本文 ->
-.-.-

実践講座③最終回のテーマは “新しい地域づくりの一歩を踏み出すために”
講師は、湘南NPOサポートセンター理事の宮崎道名氏。平塚市の人口変化に伴う大きな影響が、各地域で起きている事の現状を説明された。
講座の概要~平塚市の人口動向とこれからの地域活動のポイント
平塚市は75歳以上の後期高齢者数が前期高齢者数を超え増加していることが特徴的である。
今まで交通安全、防犯、お祭り、行事等地域を支えてきた人がいなくなり、同時に独居世帯も増加傾向で2人以下世帯が全体の55%になる。人口減少もこれからが本格的に起こることに伴い、近隣インフラ不備・老朽化により下流領域での大水、浸水被害等が頻繁に発生することが予測される。行政にまかせておけば何でもやってもらえる時代は終わり、暮らしを守るのは自分たち自身であり、自主的な地域活動や自治会活動が益々重要になってくる。

-.-.-

データ抜粋 ->
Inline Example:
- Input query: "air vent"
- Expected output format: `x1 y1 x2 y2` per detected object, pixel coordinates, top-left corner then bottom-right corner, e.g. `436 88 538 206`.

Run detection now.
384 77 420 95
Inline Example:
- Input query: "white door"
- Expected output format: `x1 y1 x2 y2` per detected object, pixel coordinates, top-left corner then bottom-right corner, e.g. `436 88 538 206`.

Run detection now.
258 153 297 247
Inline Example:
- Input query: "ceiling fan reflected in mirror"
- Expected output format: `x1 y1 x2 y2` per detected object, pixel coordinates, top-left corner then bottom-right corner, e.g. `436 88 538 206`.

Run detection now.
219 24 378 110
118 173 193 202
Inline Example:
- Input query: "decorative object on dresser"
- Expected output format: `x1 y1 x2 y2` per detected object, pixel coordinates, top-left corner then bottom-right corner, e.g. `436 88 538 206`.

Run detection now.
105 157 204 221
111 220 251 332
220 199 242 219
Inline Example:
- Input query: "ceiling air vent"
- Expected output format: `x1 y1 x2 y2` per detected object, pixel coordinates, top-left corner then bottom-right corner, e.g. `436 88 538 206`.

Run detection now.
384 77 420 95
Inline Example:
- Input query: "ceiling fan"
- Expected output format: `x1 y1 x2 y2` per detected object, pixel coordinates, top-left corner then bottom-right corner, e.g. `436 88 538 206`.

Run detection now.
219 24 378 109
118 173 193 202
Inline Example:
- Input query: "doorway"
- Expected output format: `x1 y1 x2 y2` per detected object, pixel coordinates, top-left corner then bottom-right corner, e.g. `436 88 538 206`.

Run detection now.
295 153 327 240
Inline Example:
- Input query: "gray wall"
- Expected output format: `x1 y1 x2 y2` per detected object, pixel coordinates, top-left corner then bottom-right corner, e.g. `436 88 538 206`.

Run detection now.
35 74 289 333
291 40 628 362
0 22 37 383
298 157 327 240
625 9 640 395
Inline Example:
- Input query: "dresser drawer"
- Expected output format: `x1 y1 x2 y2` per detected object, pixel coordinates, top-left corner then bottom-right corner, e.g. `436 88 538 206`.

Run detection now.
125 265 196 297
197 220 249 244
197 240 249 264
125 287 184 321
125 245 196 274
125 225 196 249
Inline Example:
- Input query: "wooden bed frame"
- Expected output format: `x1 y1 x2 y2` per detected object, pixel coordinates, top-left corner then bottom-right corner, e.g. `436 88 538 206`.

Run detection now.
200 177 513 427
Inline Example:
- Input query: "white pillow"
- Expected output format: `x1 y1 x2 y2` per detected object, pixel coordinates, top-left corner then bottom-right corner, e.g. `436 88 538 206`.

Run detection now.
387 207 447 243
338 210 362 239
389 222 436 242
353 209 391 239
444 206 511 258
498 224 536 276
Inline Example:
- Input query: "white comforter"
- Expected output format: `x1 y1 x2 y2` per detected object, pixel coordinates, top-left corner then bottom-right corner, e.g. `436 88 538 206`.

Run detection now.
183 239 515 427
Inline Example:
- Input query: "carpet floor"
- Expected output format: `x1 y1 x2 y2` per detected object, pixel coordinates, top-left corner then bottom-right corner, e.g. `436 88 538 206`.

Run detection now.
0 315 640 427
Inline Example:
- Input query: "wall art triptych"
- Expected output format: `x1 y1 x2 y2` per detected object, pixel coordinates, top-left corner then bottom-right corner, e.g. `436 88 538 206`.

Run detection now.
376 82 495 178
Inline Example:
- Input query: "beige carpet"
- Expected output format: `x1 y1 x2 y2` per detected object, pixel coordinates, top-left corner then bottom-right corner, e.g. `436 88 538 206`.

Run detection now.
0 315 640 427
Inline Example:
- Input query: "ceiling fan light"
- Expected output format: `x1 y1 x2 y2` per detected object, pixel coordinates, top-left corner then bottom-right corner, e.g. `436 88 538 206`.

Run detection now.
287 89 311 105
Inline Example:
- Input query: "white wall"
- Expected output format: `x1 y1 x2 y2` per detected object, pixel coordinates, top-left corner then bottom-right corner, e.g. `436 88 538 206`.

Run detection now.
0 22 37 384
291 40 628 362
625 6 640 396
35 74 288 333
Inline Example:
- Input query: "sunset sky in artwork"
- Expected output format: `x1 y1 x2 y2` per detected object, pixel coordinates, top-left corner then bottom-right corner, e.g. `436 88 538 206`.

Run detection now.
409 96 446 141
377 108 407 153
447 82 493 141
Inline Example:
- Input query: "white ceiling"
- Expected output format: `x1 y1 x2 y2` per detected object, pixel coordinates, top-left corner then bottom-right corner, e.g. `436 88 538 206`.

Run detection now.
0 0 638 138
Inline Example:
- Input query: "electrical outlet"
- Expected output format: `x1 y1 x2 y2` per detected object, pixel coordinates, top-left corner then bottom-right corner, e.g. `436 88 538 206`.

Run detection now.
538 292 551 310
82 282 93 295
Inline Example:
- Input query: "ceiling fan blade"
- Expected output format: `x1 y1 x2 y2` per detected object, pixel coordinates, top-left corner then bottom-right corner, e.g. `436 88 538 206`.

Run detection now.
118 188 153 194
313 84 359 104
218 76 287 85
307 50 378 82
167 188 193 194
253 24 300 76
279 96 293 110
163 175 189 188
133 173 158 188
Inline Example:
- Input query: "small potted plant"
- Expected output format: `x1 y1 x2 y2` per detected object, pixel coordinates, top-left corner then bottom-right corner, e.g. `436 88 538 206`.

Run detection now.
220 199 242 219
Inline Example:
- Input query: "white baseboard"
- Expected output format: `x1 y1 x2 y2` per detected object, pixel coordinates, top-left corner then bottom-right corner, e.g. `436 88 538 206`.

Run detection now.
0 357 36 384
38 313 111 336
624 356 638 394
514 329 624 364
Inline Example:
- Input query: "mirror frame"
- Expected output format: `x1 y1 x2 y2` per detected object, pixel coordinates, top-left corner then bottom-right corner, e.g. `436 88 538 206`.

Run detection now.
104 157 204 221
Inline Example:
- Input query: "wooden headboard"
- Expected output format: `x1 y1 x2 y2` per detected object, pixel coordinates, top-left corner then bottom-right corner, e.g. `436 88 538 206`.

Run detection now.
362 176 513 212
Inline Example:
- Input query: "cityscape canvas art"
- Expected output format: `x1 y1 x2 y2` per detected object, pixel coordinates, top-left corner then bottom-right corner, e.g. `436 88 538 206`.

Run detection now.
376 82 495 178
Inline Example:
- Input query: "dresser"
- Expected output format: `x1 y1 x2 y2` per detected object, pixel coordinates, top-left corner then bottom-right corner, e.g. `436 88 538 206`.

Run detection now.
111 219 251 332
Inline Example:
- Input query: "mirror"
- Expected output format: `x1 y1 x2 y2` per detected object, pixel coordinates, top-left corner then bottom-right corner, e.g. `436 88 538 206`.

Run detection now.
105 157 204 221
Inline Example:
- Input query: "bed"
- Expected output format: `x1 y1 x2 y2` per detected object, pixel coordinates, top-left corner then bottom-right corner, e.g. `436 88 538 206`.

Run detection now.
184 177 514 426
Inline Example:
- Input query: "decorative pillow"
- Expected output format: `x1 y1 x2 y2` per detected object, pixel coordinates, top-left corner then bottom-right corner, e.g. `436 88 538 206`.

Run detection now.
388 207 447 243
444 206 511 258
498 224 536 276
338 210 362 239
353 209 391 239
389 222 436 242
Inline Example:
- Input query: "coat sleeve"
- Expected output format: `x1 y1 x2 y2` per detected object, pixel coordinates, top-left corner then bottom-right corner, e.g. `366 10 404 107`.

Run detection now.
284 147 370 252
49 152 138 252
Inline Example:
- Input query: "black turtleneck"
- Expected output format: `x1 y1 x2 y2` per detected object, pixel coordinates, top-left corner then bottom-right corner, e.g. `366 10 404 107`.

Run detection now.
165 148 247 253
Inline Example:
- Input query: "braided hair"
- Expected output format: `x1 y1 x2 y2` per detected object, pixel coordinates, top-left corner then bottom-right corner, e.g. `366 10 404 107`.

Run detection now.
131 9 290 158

-.-.-

取り組む課題 ->
[a] 本文の内容を2文で要約せよ。
[b] 本文から、「講師は、湘南NPOサポートセ」という語句を含むところを起点とし、「活動が益々重要になってくる。」までをそのまま書き写せ。
[c] 本文によれば、自主的な地域活動や自治会活動がますます重要になるのはなぜか。1〜2文で説明せよ。

解答例 ->
[a] 平塚市では75歳以上の後期高齢者が前期高齢者を上回って増えている。地域を支えてきた人がいなくなるなか、2人以下の世帯が全体の55%になり、インフラの不備や老朽化による水害も頻繁に起こると予測されるため、自主的な地域活動や自治会活動がますます重要になる。

[b]
講師は、湘南NPOサポートセンター理事の宮崎道名氏。平塚市の人口変化に伴う大きな影響が、各地域で起きている事の現状を説明された。
講座の概要~平塚市の人口動向とこれからの地域活動のポイント
平塚市は75歳以上の後期高齢者数が前期高齢者数を超え増加していることが特徴的である。
今まで交通安全、防犯、お祭り、行事等地域を支えてきた人がいなくなり、同時に独居世帯も増加傾向で2人以下世帯が全体の55%になる。人口減少もこれからが本格的に起こることに伴い、近隣インフラ不備・老朽化により下流領域での大水、浸水被害等が頻繁に発生することが予測される。行政にまかせておけば何でもやってもらえる時代は終わり、暮らしを守るのは自分たち自身であり、自主的な地域活動や自治会活動が益々重要になってくる。

[c] 行政に任せておけば何でもやってもらえる時代は終わったからである。暮らしを守るのは自分たち自身だとされている。